## EXCERPT PROVIDED:
**********
Immobilization strategy: DNA origami (grey rectangles) equipped with a fluorescent dye (red) occupy the small holes in the metal film (ZMWs) in a way that only one adapter fits per cavity; ©Braunschweig University of Technology
Scientists at the Braunschweig University of Technology have developed tiny adapters that allow the coupling of molecules to nanostructures and their precise positioning on the scale of a millionth of a millimeter. This development is of relevance especially for DNA sequencing, which is considered the key technology for the analysis of inherited diseases.
For DNA sequencing, individual nucleotides are analyzed which are the building blocks of DNA. “Monitoring the incorporation of single nucleotides into a full DNA strand in real-time is a revolutionary method”, Prof. Philip Tinnefeld explains. “It is almost a live broadcast”. Special proteins, the so-called DNA polymerases, incorporate the nucleotides in a zipper like fashion to build a double stranded DNA strand. In order to observe this process and extract the order of nucleotides, scientists employ special cover slides. A glass slide is coated with a thin metal film that contains tiny holes, so-called zeromode waveguides (ZMWs).
**********
## PROBLEM SET:
1 – Transcribe the stretch of the DNA sequencing article from "Immobilization strategy: DNA" through "of inherited diseases.".
2 – Pick up the DNA sequencing article after its last sentence and keep writing it.

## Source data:
**********
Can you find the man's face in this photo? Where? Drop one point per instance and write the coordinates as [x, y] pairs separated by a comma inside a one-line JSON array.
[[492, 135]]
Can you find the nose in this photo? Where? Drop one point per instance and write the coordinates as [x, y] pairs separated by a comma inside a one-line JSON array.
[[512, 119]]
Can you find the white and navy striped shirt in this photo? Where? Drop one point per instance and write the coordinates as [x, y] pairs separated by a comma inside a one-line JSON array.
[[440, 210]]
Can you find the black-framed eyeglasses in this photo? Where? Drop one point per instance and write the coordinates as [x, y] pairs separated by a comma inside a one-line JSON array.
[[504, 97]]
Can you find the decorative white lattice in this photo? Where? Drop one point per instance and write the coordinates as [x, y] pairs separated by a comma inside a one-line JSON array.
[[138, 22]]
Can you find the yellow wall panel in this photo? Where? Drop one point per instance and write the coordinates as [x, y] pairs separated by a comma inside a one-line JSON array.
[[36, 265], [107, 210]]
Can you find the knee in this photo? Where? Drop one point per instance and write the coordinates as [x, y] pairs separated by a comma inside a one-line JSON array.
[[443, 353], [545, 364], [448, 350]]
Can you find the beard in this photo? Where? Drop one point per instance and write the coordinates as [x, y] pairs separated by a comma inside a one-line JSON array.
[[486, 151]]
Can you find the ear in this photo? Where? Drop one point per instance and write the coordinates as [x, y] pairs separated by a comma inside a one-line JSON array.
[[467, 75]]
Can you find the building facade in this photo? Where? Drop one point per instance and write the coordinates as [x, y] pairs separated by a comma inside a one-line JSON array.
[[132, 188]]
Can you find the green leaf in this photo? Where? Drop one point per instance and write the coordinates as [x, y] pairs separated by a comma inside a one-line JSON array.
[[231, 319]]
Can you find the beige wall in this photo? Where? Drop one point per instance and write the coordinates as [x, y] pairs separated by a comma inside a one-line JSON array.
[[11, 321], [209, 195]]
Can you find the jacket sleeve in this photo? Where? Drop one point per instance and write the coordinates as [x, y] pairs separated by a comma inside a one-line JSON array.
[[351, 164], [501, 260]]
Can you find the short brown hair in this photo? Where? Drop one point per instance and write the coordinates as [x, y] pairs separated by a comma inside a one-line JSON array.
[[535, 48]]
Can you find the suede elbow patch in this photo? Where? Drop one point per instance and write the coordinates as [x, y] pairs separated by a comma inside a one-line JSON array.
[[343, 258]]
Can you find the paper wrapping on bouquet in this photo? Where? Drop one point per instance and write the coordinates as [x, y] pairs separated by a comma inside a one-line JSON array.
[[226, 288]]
**********
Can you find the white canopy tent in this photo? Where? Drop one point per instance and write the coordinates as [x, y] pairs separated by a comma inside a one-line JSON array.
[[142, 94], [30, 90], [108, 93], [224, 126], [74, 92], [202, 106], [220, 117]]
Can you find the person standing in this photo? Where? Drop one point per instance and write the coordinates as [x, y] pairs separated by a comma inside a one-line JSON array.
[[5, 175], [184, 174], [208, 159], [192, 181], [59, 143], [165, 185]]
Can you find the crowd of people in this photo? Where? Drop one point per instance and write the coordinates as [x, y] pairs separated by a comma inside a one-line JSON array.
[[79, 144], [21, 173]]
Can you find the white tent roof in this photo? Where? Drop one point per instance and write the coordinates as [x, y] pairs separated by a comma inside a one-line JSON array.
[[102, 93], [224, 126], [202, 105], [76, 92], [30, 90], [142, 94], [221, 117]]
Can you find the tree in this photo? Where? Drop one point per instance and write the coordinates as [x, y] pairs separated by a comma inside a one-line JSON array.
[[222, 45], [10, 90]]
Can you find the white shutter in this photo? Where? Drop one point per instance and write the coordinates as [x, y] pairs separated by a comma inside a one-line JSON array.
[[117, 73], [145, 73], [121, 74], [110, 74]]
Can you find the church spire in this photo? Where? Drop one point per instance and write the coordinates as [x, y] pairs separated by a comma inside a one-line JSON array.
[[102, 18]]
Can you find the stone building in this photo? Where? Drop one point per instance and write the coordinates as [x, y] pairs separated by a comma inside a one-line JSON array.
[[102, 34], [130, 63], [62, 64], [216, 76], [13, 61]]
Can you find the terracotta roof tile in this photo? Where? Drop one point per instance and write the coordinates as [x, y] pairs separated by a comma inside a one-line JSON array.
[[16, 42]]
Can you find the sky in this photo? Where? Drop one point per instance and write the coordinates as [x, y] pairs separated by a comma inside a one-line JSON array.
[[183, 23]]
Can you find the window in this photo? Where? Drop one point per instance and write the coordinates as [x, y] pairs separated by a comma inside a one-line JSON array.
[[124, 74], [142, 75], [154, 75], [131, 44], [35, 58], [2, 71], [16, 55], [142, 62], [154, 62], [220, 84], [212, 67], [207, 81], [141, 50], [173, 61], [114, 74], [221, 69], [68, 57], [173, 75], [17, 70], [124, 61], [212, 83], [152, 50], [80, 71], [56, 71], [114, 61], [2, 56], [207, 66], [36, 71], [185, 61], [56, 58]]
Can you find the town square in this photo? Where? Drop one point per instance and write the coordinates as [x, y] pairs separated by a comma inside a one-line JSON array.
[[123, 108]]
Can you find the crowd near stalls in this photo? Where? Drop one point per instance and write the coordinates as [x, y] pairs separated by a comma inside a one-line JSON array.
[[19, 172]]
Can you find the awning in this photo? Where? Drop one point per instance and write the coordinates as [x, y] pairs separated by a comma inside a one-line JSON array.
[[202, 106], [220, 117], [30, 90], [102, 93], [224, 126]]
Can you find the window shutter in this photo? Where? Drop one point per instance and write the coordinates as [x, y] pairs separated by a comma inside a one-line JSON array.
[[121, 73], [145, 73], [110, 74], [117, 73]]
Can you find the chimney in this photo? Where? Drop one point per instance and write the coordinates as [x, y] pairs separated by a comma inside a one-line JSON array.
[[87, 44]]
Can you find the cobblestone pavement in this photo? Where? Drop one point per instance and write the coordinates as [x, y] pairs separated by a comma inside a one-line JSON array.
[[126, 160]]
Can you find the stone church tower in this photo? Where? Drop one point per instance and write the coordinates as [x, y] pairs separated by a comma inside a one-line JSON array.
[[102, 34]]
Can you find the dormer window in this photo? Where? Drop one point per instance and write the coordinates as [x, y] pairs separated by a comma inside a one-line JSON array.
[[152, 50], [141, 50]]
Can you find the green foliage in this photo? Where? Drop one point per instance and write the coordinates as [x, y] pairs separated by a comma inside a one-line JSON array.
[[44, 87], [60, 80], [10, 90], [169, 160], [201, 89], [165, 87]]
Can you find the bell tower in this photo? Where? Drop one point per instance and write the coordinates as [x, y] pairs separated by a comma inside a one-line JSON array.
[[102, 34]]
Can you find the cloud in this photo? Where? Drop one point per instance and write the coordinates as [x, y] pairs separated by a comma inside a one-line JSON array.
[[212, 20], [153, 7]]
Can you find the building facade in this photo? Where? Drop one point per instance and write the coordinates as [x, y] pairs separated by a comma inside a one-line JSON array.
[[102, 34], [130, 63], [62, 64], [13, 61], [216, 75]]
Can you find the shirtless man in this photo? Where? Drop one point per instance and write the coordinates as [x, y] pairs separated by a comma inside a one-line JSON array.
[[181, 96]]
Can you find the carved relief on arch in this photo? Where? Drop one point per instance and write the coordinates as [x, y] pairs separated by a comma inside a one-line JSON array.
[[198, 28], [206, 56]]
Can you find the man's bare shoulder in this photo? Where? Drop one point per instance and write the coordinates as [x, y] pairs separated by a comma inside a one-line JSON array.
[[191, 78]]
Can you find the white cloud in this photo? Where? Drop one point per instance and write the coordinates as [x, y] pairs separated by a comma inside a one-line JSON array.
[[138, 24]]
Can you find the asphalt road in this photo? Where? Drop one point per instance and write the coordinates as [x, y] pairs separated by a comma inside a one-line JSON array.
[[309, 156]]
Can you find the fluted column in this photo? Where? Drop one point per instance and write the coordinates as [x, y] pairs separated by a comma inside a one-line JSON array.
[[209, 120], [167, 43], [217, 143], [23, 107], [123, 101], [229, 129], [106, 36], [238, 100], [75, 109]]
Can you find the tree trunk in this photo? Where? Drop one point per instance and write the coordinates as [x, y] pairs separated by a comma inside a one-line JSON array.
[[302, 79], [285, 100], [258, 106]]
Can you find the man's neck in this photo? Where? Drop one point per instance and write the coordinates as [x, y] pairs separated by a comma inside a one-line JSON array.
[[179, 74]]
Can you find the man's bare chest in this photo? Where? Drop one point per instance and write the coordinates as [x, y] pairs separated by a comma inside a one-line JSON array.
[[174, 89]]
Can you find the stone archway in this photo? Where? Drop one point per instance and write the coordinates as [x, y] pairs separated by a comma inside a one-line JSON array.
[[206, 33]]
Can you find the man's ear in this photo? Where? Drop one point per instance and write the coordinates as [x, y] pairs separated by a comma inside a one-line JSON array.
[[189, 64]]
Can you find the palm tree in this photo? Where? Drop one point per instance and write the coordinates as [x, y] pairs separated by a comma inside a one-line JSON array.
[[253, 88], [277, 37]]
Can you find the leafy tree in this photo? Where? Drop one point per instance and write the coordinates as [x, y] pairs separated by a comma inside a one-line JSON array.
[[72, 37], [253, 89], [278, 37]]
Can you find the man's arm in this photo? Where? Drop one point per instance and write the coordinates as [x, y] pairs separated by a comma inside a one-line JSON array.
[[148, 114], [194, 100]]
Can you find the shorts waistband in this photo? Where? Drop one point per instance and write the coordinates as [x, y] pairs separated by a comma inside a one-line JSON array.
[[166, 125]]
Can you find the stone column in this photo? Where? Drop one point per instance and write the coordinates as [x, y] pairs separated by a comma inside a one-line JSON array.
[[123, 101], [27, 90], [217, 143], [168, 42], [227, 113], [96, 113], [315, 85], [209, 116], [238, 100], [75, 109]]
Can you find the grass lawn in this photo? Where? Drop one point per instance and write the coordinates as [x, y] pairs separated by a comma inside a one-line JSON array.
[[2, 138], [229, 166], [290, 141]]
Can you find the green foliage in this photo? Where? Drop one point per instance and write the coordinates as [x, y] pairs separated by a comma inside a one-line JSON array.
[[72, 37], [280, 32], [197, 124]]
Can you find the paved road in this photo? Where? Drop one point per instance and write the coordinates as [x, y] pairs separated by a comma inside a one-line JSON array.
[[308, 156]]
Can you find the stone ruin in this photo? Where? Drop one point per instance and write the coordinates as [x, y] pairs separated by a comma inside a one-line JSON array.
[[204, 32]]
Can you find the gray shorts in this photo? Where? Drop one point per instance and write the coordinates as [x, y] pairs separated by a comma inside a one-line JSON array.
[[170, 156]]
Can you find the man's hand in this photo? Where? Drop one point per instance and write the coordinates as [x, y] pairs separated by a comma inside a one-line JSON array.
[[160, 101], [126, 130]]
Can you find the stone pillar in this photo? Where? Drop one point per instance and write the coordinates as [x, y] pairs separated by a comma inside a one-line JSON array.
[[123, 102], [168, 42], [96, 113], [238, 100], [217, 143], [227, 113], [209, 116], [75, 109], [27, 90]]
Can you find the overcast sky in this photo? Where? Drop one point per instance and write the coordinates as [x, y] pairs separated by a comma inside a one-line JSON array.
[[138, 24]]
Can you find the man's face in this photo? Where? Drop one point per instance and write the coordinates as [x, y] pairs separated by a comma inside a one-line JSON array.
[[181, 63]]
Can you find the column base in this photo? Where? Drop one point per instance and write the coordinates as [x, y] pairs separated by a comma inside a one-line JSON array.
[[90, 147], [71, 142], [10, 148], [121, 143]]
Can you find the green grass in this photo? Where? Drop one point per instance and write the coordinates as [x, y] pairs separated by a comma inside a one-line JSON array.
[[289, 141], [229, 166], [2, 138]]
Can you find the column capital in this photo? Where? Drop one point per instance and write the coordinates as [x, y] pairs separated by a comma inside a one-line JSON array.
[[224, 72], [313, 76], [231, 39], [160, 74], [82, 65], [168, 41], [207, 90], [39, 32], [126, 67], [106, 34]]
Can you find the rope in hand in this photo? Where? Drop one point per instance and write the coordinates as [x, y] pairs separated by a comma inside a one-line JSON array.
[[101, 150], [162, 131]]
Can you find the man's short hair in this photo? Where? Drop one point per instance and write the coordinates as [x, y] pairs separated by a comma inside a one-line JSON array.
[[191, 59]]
**********
## TASK-BY-TASK ANSWERS:
1 –
Immobilization strategy: DNA origami (grey rectangles) equipped with a fluorescent dye (red) occupy the small holes in the metal film (ZMWs) in a way that only one adapter fits per cavity; ©Braunschweig University of Technology
Scientists at the Braunschweig University of Technology have developed tiny adapters that allow the coupling of molecules to nanostructures and their precise positioning on the scale of a millionth of a millimeter. This development is of relevance especially for DNA sequencing, which is considered the key technology for the analysis of inherited diseases.

2 –
“The challenge for this application is to equip each of these nano-holes with exactly one polymerase that utilize the nucleotides”, Tinnefeld says. Usually, these biomolecules are deposited randomly in the ZMWs, which results in many empty ZMWs while others contain multiple polymerase molecules. Even for the optimal situation, only 37 % of the holes can be used, as the expert for Nano-Bio-Sciences explains.
His research group now achieved a more efficient usage of the ZMWs by developing a new binding strategy. For this, the nano-experts from the Institute for Physical and Theoretical Chemistry in the Laboratory of Emerging Nanometrology (Braunschweig University of Technology) could use their experience of working with the so-called DNA origami technique: the Braunschweig scientists literally fold precisely fitting structures from single viral DNA strands. The nano-adapters were designed such that exactly one DNA origami can bind in every ZMW. The nano-adapters additionally provide docking points for functional units, like fluorescent dyes or the polymerase molecules that are used for DNA sequencing. “With our novel strategy, we connect single molecules via DNA origami with the lithographically fabricated ZMWs. This procedure can improve the efficiency of DNA sequencing and also be beneficial for applications in other areas of research like molecular electronics”, Tinnefeld summarizes.